» **ACTIVITY**:
Please report how many lines in the records below contain "black". Reply with the number alone.

Start of GIVEN ENTRIES

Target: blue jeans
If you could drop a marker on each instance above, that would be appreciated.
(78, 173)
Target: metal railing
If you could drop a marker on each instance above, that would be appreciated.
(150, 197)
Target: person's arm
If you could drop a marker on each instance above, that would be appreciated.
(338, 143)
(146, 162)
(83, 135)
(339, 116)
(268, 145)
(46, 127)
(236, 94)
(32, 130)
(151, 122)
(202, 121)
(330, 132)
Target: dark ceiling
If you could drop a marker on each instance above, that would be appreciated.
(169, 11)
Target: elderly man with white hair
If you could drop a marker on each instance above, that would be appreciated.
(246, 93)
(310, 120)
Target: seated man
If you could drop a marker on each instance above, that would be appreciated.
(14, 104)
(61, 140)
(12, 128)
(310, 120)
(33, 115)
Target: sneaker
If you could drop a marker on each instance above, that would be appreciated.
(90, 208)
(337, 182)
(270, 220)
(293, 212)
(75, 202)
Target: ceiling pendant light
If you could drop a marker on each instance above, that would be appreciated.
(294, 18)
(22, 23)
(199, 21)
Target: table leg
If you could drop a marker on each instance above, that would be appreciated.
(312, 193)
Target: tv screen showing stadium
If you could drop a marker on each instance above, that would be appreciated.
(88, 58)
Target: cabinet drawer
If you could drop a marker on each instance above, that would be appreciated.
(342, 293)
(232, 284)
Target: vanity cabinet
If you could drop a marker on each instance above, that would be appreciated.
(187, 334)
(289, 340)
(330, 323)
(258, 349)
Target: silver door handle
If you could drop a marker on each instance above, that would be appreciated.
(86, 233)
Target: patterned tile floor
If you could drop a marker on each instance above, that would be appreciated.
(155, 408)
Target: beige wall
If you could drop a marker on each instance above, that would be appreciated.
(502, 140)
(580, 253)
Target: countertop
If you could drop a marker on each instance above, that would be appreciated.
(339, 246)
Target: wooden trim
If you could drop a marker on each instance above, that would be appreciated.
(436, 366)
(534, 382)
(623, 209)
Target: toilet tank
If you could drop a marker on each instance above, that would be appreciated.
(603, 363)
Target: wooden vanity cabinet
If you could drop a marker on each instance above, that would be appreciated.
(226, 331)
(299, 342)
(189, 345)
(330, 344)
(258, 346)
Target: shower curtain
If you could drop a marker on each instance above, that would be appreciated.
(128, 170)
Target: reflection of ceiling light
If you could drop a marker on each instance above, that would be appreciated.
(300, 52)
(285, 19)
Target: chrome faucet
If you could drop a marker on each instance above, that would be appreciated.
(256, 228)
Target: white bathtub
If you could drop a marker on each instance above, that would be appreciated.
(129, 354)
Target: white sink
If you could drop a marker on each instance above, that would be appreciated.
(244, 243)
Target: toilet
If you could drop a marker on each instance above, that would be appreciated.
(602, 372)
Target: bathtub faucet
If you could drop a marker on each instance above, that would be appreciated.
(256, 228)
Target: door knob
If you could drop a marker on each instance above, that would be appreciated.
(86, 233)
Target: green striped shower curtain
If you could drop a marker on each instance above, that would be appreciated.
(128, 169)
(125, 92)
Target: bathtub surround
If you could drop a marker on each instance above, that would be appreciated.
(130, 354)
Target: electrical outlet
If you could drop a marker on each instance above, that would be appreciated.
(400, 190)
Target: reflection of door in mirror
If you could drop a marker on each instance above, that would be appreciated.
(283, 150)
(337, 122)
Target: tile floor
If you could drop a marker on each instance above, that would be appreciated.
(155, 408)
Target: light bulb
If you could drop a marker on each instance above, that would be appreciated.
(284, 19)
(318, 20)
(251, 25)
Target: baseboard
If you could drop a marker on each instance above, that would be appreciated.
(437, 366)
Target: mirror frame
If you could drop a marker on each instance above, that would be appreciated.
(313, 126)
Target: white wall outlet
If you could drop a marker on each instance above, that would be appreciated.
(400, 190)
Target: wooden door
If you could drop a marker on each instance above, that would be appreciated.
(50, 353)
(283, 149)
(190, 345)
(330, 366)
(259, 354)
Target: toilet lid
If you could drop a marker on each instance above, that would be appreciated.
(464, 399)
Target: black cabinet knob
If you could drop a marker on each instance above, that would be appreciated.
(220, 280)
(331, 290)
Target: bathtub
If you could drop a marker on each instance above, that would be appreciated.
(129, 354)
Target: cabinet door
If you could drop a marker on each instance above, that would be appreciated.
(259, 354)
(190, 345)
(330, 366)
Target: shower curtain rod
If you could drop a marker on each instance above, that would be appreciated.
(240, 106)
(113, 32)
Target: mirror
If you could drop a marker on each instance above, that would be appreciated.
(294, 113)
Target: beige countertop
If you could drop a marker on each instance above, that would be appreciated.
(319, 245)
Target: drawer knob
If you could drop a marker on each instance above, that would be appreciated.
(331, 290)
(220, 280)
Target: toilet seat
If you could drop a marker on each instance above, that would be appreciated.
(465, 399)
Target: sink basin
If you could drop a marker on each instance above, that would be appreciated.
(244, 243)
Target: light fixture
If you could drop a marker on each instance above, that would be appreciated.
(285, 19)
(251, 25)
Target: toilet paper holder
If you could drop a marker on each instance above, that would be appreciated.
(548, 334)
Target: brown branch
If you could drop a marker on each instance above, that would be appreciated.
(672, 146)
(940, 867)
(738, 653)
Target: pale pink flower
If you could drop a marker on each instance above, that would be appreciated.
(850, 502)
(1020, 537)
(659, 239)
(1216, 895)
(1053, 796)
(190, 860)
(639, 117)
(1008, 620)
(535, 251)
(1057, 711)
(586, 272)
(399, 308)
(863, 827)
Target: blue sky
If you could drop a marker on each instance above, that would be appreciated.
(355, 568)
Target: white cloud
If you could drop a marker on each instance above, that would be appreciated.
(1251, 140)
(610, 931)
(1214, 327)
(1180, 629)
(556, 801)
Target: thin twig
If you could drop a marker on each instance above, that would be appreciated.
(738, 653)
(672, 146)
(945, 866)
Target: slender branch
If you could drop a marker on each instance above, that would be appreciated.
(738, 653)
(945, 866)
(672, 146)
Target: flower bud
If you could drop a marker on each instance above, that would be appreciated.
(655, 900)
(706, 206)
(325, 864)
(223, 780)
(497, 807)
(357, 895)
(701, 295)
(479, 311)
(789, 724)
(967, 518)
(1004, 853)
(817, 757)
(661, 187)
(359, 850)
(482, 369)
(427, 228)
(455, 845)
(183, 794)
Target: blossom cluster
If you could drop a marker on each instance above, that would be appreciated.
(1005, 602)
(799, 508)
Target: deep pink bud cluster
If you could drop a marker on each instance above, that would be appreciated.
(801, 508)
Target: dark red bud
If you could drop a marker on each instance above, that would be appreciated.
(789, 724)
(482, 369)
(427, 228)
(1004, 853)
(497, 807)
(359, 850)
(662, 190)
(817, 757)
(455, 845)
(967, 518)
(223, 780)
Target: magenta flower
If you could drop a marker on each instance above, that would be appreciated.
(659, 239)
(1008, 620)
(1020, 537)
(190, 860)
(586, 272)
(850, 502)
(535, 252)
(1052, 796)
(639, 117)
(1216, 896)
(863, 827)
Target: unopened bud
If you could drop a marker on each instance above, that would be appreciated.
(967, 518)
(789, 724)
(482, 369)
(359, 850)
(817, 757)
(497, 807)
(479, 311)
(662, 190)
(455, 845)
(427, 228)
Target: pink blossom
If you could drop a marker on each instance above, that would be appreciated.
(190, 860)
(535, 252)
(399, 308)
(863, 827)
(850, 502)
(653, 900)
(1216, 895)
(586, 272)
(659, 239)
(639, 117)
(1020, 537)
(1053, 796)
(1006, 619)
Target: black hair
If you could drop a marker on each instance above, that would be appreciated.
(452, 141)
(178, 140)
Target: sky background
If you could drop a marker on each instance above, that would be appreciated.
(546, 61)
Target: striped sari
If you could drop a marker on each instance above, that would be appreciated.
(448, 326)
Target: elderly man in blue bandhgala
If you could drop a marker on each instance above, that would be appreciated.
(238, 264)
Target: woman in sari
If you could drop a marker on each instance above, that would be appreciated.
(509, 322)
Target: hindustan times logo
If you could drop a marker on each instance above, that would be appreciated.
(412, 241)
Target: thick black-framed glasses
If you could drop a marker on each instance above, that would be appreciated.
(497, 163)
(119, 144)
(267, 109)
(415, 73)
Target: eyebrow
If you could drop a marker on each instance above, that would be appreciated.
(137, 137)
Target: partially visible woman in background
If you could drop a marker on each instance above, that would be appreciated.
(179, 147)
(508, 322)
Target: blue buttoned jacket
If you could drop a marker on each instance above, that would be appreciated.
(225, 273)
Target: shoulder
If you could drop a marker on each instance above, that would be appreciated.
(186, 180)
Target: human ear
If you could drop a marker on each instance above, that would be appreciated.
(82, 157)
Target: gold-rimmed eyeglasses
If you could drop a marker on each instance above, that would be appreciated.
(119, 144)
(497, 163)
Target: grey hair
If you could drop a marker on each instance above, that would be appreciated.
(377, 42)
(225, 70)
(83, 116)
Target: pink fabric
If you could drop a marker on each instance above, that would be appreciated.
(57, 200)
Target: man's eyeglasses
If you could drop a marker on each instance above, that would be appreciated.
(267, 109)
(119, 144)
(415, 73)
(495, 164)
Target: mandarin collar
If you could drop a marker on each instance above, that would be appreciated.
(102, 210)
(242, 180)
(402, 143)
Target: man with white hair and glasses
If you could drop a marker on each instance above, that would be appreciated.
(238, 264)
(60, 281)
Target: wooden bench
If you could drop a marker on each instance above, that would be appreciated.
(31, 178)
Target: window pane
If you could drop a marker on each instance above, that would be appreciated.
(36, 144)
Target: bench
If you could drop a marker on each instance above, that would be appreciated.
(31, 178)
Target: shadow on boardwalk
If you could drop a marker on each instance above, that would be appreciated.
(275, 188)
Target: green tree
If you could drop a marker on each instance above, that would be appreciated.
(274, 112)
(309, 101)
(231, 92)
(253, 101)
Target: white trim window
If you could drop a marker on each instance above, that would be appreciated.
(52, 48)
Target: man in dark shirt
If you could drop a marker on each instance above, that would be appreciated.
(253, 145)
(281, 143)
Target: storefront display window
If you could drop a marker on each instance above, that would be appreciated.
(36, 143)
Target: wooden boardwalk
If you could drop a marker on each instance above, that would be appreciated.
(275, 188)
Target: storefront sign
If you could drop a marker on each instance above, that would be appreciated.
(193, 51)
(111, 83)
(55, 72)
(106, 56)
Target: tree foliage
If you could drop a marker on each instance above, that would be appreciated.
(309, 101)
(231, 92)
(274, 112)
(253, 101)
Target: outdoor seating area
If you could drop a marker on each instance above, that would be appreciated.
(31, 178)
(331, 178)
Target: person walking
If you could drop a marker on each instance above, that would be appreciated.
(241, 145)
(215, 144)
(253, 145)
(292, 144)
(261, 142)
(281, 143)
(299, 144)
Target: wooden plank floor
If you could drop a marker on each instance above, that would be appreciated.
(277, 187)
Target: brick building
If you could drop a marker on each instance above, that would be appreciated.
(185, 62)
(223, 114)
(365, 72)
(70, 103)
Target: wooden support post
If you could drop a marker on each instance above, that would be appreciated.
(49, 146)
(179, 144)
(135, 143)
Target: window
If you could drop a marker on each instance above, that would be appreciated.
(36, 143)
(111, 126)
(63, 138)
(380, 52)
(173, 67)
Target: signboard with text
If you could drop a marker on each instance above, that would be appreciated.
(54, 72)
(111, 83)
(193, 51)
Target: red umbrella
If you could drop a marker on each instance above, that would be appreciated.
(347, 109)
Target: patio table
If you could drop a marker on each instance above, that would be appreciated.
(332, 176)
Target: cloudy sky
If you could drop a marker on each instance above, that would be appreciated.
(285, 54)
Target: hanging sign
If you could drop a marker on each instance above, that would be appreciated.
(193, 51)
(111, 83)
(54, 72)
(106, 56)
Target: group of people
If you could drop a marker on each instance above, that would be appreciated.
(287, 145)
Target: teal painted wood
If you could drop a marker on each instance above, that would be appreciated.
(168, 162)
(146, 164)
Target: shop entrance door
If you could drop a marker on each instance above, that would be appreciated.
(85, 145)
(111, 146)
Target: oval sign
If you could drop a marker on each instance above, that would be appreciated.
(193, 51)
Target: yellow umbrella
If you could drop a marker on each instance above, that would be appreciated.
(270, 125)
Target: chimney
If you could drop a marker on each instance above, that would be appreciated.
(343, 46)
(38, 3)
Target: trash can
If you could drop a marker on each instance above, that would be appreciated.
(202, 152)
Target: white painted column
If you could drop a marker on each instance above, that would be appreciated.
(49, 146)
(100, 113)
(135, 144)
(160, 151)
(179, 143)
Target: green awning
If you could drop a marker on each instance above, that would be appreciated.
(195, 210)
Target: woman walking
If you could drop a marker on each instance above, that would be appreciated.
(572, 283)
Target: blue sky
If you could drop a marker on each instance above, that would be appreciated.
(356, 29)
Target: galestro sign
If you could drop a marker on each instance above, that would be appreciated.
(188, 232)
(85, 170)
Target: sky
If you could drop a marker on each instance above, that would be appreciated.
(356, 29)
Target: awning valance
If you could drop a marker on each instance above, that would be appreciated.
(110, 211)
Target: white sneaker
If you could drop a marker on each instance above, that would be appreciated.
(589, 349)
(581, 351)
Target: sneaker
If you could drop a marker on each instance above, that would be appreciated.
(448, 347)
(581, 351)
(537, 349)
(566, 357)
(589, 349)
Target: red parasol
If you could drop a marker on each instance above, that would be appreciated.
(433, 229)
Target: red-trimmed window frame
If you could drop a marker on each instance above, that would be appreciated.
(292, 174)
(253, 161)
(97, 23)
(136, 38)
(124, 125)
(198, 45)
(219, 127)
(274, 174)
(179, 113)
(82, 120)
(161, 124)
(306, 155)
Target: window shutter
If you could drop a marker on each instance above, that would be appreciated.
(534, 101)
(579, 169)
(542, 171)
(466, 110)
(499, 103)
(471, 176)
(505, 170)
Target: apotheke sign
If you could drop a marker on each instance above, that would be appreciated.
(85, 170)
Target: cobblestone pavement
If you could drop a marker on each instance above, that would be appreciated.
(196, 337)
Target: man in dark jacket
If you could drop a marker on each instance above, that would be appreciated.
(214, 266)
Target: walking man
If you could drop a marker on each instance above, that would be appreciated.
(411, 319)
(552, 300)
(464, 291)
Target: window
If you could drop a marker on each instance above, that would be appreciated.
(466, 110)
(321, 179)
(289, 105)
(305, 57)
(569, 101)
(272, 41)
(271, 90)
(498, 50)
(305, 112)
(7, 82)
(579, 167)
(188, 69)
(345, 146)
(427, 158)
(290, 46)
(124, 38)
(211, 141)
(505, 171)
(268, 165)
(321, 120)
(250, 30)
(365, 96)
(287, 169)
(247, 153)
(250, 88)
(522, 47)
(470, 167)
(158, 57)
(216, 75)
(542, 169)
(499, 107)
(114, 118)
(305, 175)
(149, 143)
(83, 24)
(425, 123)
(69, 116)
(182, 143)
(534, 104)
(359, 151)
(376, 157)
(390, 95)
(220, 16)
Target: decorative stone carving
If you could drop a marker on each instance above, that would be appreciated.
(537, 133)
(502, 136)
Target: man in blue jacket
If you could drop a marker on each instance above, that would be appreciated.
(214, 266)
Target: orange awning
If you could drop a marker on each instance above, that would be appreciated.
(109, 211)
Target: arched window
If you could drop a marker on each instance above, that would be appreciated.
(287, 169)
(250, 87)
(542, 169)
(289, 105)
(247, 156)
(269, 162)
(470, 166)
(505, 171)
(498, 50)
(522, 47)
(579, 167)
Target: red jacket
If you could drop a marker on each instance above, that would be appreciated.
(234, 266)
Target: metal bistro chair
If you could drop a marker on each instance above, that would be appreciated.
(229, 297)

End of GIVEN ENTRIES

» **RESPONSE**:
3